Write out, please, the line containing "underside in the picture above?" together with all lines after it, up to and including the last one, with no other output.

Input:
>>

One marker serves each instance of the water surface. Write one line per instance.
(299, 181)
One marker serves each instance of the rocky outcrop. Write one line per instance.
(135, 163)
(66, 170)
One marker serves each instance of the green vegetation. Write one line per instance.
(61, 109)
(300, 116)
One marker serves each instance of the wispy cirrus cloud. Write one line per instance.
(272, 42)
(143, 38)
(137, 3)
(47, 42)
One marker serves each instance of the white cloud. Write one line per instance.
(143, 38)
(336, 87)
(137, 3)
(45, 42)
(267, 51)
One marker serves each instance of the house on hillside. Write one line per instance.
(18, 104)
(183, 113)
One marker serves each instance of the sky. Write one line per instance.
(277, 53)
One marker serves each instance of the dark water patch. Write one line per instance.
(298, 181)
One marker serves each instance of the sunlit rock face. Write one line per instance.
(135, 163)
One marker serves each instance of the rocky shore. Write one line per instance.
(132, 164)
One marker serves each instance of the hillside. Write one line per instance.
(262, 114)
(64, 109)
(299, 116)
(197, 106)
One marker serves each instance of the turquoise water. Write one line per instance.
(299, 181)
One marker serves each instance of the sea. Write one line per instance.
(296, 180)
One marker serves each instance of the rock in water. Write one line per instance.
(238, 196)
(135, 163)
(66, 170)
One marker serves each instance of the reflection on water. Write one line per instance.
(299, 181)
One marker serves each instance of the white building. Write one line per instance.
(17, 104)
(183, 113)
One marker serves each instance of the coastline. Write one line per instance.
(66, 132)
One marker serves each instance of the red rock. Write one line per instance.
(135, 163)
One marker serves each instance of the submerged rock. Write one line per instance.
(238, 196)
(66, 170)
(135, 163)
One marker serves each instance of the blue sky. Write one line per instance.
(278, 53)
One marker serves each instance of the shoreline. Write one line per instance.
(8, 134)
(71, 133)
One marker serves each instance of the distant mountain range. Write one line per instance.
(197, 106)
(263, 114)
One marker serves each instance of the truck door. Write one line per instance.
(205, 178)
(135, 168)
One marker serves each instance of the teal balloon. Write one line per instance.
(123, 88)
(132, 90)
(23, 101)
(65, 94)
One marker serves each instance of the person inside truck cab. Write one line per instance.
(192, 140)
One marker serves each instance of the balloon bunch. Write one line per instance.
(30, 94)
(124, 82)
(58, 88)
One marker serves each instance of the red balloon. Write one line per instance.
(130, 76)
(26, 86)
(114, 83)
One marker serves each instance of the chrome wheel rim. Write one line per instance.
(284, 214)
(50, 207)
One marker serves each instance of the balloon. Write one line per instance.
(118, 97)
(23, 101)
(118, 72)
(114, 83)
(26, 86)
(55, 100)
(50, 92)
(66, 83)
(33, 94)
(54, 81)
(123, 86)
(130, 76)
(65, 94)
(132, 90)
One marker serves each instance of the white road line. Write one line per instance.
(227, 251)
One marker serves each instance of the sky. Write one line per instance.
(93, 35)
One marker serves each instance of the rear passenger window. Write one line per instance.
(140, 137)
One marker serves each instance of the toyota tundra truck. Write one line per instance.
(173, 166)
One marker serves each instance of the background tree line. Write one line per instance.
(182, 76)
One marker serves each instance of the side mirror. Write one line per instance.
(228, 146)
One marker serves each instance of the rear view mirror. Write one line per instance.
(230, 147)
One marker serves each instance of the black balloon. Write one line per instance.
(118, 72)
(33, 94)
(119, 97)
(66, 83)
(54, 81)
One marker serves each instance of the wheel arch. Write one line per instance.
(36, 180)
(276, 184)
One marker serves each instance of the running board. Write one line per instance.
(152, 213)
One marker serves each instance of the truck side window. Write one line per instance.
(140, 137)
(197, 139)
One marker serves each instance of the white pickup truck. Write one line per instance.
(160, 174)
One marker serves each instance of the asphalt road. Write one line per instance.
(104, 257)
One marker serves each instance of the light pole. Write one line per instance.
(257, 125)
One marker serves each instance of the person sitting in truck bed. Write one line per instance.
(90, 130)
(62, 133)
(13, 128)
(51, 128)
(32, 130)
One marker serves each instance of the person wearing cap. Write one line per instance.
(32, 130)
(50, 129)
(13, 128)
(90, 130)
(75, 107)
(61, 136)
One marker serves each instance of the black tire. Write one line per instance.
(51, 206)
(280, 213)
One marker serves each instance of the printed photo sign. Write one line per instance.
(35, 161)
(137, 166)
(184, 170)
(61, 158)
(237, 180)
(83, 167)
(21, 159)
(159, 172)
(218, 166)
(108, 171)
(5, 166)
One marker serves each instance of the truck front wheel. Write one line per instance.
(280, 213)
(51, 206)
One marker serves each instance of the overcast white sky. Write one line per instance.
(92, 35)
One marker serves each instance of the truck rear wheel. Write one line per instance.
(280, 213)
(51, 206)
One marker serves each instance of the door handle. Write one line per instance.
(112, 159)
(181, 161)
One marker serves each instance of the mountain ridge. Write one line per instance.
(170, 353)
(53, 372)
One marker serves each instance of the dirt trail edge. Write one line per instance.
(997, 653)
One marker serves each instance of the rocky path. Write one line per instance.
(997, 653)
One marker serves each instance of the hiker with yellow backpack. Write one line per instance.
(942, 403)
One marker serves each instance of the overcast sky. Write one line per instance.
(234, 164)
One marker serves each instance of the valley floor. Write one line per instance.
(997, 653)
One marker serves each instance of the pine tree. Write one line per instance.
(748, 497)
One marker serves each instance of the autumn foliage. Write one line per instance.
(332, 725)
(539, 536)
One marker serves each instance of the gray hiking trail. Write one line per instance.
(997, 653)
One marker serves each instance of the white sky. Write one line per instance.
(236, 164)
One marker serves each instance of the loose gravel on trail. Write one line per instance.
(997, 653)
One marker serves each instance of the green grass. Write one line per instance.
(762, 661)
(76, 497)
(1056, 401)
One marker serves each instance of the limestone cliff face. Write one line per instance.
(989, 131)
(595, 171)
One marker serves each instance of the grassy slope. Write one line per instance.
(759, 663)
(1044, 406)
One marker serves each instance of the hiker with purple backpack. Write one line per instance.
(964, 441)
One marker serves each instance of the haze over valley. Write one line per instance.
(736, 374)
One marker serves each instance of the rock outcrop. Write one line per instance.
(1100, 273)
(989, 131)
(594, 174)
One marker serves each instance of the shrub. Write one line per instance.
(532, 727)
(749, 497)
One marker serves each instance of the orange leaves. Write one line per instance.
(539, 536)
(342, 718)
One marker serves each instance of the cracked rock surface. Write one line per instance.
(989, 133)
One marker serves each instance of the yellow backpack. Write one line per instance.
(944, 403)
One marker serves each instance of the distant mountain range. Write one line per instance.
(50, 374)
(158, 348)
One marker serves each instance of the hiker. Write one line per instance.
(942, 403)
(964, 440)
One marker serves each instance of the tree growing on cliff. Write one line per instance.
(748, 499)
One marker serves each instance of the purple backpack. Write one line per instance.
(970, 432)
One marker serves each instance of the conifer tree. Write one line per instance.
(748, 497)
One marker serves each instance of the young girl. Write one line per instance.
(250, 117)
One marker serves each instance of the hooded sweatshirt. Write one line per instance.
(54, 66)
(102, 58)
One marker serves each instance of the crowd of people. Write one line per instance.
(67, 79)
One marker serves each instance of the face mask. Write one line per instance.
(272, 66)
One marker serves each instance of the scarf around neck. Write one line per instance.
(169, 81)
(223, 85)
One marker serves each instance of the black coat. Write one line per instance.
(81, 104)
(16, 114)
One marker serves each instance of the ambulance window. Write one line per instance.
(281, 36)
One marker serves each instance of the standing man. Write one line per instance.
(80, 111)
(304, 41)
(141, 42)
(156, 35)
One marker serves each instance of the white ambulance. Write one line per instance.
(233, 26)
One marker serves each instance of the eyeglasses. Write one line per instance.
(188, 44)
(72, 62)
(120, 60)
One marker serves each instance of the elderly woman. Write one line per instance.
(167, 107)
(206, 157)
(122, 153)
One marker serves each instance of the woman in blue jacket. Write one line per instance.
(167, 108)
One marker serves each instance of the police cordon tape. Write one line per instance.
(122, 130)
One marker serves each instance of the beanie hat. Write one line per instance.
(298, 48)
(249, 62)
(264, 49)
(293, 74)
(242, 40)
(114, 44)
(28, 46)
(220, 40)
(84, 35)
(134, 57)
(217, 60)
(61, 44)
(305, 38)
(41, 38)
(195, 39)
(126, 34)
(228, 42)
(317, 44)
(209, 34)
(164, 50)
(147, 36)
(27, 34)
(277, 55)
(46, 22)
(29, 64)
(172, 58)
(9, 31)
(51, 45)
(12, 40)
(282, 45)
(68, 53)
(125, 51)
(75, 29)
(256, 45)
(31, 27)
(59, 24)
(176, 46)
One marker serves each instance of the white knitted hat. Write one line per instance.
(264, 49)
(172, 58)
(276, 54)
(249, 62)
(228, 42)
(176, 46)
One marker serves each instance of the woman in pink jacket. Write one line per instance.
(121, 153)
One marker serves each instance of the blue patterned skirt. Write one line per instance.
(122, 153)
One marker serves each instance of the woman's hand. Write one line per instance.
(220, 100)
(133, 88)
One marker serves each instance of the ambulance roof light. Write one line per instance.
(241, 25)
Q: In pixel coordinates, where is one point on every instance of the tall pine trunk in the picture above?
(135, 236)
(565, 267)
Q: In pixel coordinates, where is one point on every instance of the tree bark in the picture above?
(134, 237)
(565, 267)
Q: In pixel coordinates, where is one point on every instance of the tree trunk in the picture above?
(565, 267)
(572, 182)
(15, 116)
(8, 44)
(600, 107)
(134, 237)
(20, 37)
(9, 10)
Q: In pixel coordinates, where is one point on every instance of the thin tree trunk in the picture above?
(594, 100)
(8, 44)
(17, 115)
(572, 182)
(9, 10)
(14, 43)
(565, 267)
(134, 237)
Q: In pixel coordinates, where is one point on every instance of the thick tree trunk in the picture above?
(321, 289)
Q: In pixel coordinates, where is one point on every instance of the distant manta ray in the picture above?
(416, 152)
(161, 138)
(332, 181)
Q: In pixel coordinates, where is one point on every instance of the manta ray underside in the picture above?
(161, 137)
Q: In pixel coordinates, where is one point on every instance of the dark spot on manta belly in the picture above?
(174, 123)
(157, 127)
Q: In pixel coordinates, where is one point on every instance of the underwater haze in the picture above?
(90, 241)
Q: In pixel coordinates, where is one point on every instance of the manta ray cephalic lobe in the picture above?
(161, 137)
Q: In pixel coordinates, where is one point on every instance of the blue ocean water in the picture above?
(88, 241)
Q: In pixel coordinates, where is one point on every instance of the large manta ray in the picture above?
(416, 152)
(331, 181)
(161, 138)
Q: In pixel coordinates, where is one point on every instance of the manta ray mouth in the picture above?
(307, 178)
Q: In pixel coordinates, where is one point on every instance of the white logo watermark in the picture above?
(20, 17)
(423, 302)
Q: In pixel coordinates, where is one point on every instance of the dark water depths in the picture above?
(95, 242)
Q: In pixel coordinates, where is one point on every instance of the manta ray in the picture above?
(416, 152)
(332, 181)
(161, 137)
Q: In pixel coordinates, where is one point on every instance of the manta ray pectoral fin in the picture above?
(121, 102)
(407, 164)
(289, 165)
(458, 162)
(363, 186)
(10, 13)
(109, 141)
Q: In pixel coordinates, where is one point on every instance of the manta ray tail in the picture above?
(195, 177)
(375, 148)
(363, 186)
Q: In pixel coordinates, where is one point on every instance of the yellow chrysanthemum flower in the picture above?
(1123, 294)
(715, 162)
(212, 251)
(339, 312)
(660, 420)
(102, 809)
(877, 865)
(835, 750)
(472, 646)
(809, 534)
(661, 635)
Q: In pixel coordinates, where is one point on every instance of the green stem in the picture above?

<<

Response to this task:
Q: In pixel coordinates, where is one point on every instance of the manta ray underside in the picture above?
(161, 137)
Q: In pixel coordinates, where is one point on every instance of the dark spot on manta belly in the picture above?
(174, 123)
(157, 127)
Q: In pixel coordinates, where is one point on every instance of the underwater haze in the picture above?
(90, 241)
Q: In pixel coordinates, where is one point on every instance of the manta ray cephalic lobe in the picture above?
(161, 137)
Q: In pixel coordinates, where is one point on every instance of the blue ocean water in the picture above?
(88, 241)
Q: In pixel coordinates, where is one point on every instance of the large manta ray in the picture above?
(416, 152)
(331, 181)
(161, 138)
Q: In pixel coordinates, where is one point on every instance of the manta ray mouth in the picture above?
(307, 178)
Q: In pixel coordinates, where is one point on every instance of the white logo watermark in the picture above?
(20, 17)
(423, 302)
Q: In pixel coordinates, where is one point on every instance of the dark water depths in the picture above?
(95, 242)
Q: In pixel coordinates, where is one point on every instance of the manta ray in the picture above?
(416, 152)
(332, 181)
(161, 137)
Q: In pixel coordinates, where is one point on every instance of the manta ray pectoral fin in the picture above?
(121, 102)
(407, 164)
(289, 165)
(458, 162)
(363, 186)
(10, 13)
(109, 141)
Q: In pixel coordinates, where is one point on every instance of the manta ray tail in the picture above?
(195, 177)
(375, 148)
(363, 186)
Q: In pixel coordinates, where is one point on every instance of the yellow chrysanthemum flower in the picture above?
(1123, 294)
(715, 162)
(212, 251)
(339, 312)
(660, 420)
(102, 809)
(877, 865)
(835, 750)
(472, 646)
(809, 534)
(661, 635)
Q: In pixel coordinates, where is one point on every instance of the green stem in the picture above?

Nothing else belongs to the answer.